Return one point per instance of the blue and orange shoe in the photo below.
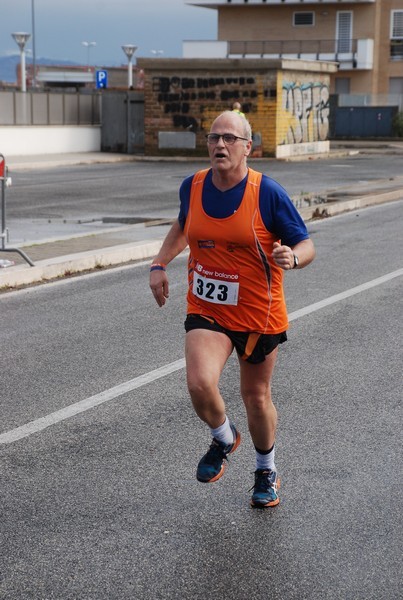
(267, 483)
(212, 465)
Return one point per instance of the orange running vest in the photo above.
(232, 276)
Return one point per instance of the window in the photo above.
(342, 85)
(304, 19)
(396, 35)
(344, 29)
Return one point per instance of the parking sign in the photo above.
(101, 79)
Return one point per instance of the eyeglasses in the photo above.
(228, 138)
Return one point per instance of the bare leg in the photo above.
(206, 354)
(256, 394)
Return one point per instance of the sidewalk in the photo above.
(58, 258)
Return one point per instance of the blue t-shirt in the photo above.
(276, 208)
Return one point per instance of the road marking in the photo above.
(74, 409)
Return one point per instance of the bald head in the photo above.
(234, 119)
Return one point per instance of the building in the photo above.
(365, 38)
(286, 102)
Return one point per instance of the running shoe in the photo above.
(211, 467)
(267, 483)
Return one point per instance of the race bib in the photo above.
(217, 285)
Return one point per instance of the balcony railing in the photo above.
(317, 49)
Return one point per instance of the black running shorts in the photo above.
(250, 346)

• [PROBLEM REQUIREMENTS]: Copy out all of the data above word for word, leaving out the pictures.

• [TASK OUTPUT]:
Return one point per instance of the blue and orange shoe in the photo below.
(267, 483)
(212, 465)
Return one point per instance of the orange running vest in the photo above.
(232, 276)
Return one point per instance of the window in the photo above.
(342, 85)
(304, 19)
(396, 35)
(344, 29)
Return one point per instance of the parking sign in the photo above.
(101, 79)
Return one point per instance of the eyeglasses in the photo above.
(228, 138)
Return one point per instance of the bare leg in the photo above.
(206, 354)
(256, 394)
Return one point per instance of the sidewalk in the photo above.
(58, 258)
Return one point per instance of the blue t-shirt in the photo above.
(276, 208)
Return one point per instance of the road marking in the photo above.
(74, 409)
Return one point per instance of the bald head in the photo above.
(234, 119)
Return one point per instance of the building in the photo above.
(365, 38)
(286, 102)
Return one point per instance of the running shoe in the photo above.
(211, 467)
(267, 483)
Return one point per instance of the race bib in the photo above.
(217, 285)
Return one point per instance of the balcony railing in the photo above.
(317, 49)
Return one point per instance of the black running shorts in the photo above.
(250, 346)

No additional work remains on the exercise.